Petunjuk 1:
Sebutkan semua daerah asal pedagang cakar yang dirinci dalam bacaan tentang pakaian cakar.

Bacaan:
--
Semua tentang Pakaian Cakar:
1.    Tentang Pedagang Cakar.
     Dalam study kasus yang kami lakukan, rata-rata pedagang cakar itu berasal dari wilayah ajattapareng, atau apabila dijabarkan berasal dari Pare-pare sendiri,sidrap,pinrang dan barru. Walaupun pada dasarnya bukan hanya diwilayah itu saja pakaian cakar di jual, sampai kota-kota besar pakaian cakar juga melimpah ruah dipasar-pasar.
     Para pedagang cakar pada awalnya tertarik melakukan pekerjaan ini adalah karena menurutnya, mereka mendapat potensi besar dari budaya baru yang telah terbahas sebelumnya mengenai budaya trend atau yang mengandung eksistensi tersendiri, selain itu dengan kondisi perekonomian masyarakat yang bertahap-tahap atau tidak merata maka potensi perdagangan cakar malah semakin potensial. Selain itu banyak pendukung lainnya seperti pasokan pakaian cakar yang seakan tidak habis-habis, serta pakaian yang ditawarkan juga up to date, atau tidak kuno dalam kata anak muda sekarang tidak katro. Dan juga asal muasal pakaian cakar tadi yang sudah menyentuh wilayah Benua Amerika, apalagi hanya Eropa.
--
Cuplikan dataset penunjukan objek:
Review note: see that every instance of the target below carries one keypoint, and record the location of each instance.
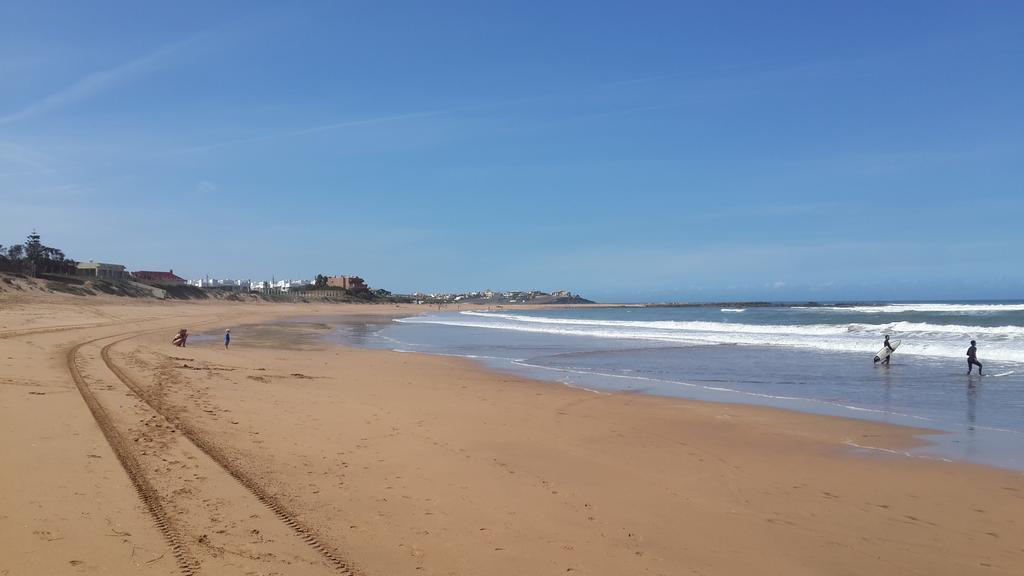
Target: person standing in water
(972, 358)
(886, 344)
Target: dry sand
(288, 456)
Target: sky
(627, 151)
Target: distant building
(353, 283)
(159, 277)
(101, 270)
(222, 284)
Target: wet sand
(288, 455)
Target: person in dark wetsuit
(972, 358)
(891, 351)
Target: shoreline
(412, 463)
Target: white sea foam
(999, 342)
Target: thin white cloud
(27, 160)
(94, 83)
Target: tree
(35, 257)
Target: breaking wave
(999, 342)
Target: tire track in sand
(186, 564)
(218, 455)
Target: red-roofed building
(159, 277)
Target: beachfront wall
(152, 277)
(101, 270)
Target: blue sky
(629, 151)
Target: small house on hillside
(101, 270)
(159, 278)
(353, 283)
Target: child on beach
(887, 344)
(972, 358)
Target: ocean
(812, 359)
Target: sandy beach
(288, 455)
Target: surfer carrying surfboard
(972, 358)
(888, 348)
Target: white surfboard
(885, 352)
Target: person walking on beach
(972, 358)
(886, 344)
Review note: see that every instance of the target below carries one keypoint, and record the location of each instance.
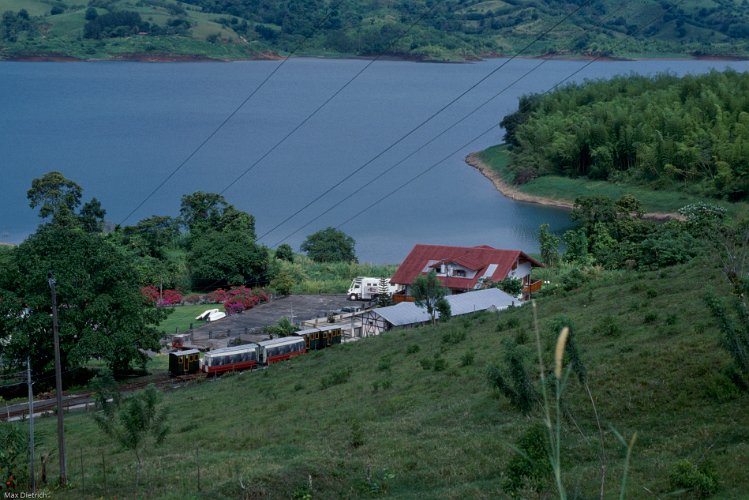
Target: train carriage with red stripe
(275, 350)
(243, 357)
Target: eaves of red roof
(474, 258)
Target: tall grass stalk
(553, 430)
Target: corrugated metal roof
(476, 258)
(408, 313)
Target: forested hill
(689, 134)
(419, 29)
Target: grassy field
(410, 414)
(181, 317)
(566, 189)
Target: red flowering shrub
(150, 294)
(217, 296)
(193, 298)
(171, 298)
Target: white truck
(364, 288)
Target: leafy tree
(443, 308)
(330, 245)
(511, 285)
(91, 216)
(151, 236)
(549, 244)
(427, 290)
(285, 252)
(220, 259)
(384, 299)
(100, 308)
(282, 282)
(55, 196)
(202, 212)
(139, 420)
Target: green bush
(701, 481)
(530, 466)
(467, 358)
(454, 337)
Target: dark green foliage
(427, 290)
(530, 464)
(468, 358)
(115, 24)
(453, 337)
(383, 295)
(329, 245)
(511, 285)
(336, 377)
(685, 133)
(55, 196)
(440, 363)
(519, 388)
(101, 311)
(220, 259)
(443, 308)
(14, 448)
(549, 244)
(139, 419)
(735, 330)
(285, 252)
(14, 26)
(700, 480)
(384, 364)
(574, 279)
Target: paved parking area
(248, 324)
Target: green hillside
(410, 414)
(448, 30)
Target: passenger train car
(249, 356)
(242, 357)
--
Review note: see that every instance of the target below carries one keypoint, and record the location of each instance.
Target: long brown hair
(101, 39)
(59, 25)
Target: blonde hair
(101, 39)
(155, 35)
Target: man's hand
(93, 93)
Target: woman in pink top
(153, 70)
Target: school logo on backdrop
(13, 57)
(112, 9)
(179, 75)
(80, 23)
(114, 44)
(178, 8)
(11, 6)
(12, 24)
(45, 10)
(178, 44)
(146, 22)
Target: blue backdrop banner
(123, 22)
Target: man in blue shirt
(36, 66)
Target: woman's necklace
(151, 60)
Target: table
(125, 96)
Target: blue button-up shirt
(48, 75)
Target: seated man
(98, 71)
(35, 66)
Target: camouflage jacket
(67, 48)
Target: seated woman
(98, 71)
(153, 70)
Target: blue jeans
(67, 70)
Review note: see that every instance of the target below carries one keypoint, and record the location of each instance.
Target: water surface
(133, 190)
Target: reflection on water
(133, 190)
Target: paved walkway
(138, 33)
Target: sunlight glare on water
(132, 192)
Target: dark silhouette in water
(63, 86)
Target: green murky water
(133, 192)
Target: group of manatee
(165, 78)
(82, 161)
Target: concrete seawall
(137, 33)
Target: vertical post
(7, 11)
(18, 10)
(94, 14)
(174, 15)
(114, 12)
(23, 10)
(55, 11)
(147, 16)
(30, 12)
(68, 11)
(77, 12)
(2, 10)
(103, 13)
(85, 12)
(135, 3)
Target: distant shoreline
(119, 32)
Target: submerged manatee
--
Petunjuk 2:
Tuliskan sebagai tabel Markdown baris-baris daftar yang dimulai dari baris berisi "Target: seated woman" dan berakhir pada baris berisi "Target: submerged manatee", termasuk kedua baris tersebut. Beri kolom No untuk nomor urut dan kolom Baris untuk isi baris, lalu lewati baris kosong.

Jawaban Benar 1:
Pare-pare, sidrap, pinrang, dan barru.

Jawaban Benar 2:
| No | Baris |
|---|---|
| 1 | Target: seated woman |
| 2 | (98, 71) |
| 3 | (153, 70) |
| 4 | Target: blue jeans |
| 5 | (67, 70) |
| 6 | Review note: see that every instance of the target below carries one keypoint, and record the location of each instance. |
| 7 | Target: water surface |
| 8 | (133, 190) |
| 9 | Target: reflection on water |
| 10 | (133, 190) |
| 11 | Target: paved walkway |
| 12 | (138, 33) |
| 13 | Target: sunlight glare on water |
| 14 | (132, 192) |
| 15 | Target: dark silhouette in water |
| 16 | (63, 86) |
| 17 | Target: green murky water |
| 18 | (133, 192) |
| 19 | Target: group of manatee |
| 20 | (165, 78) |
| 21 | (82, 161) |
| 22 | Target: concrete seawall |
| 23 | (137, 33) |
| 24 | Target: vertical post |
| 25 | (7, 11) |
| 26 | (18, 10) |
| 27 | (94, 14) |
| 28 | (174, 15) |
| 29 | (114, 12) |
| 30 | (23, 10) |
| 31 | (55, 11) |
| 32 | (147, 16) |
| 33 | (30, 12) |
| 34 | (68, 11) |
| 35 | (77, 12) |
| 36 | (2, 10) |
| 37 | (103, 13) |
| 38 | (85, 12) |
| 39 | (135, 3) |
| 40 | Target: distant shoreline |
| 41 | (119, 32) |
| 42 | Target: submerged manatee |